*ÉNONCÉ*.
Retouchez un passage de l’article sur les djihadistes tunisiens en le recopiant depuis les mots « La Tunisie s’inquiète » jusqu’après les mots « au phénomène djihadiste. », avec « chaos » remplacé par « désordre ».

*TEXTE EXTRAIT*.
La Tunisie s’inquiète du retour de «ses» djihadistes de Libye, Syrie ou Irak. D’autant que les autorités affirment avoir démantelé 160 cellules terroristes lors des 10 premiers mois de 2016. Aujourd’hui, certains n’hésitent pas à parler de «somalisation» (la Somalie étant en plein chaos) du pays. Et à Tunis comme à l’étranger, on s’interroge sur sa capacité à faire face au phénomène djihadiste.
Le problème a été récemment mis en lumière par l’attentat de Berlin (12 morts), perpétré au nom de l’EI par Anis Amri, un jeune Tunisien de 24 ans. Classé islamiste «dangereux», Anis Amri avait vu sa demande d'asile rejetée par l'Allemagne et devait, après des mois de tractations avec Tunis, être expulsé vers son pays. Un homme dont trois proches ont été arrêtés dans le centre de la Tunisie.C’est la seconde fois en moins d’un an qu’un ressortissant tunisien est responsable d’un attentat en Europe. L’attaque de Nice (86 morts), le 14 juillet, avait ainsi été menée par un autre Tunisien, Mohamed Lahouaiej Bouhlel, 31 ans
Morts au combat
Les djihadistes tunisiens attaquent sur le Vieux continent. Mais ils ciblent aussi leur pays. Comme au musée du Bardo (22 morts), près de Tunis, en mars 1995 ou sur une plage près de Sousse (38 morts), dans le nord-ouest, trois mois plus tard. Sans oublier l’opération sans précédent de Ben Gardane, à la frontière libyenne, le 7 mars 2016.

*DOCUMENTS FOURNIS*.

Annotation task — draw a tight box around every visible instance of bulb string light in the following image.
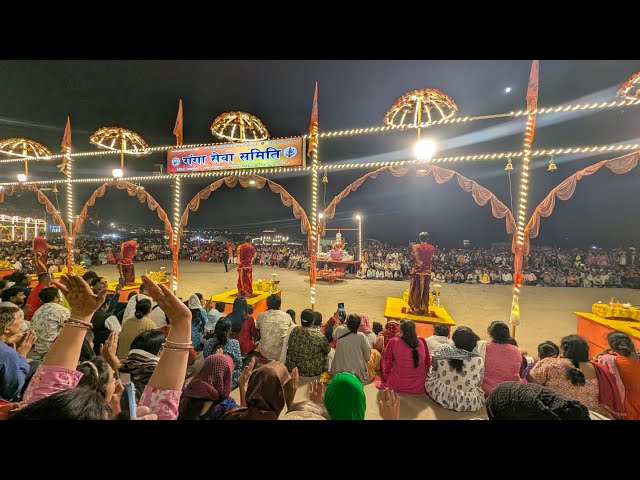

*CORRIGÉ*.
La Tunisie s’inquiète du retour de «ses» djihadistes de Libye, Syrie ou Irak. D’autant que les autorités affirment avoir démantelé 160 cellules terroristes lors des 10 premiers mois de 2016. Aujourd’hui, certains n’hésitent pas à parler de «somalisation» (la Somalie étant en plein désordre) du pays. Et à Tunis comme à l’étranger, on s’interroge sur sa capacité à faire face au phénomène djihadiste.